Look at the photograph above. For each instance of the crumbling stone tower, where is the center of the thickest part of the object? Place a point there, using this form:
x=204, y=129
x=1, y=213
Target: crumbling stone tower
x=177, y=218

__What needs to be done__: Write out the material above once more, reproducing each line without any alteration.

__Solved problem__:
Look at the photograph above. For each instance of the crumbling stone tower, where is the center of the thickest part of the object? Place a point there, using this form:
x=204, y=129
x=1, y=213
Target: crumbling stone tower
x=177, y=218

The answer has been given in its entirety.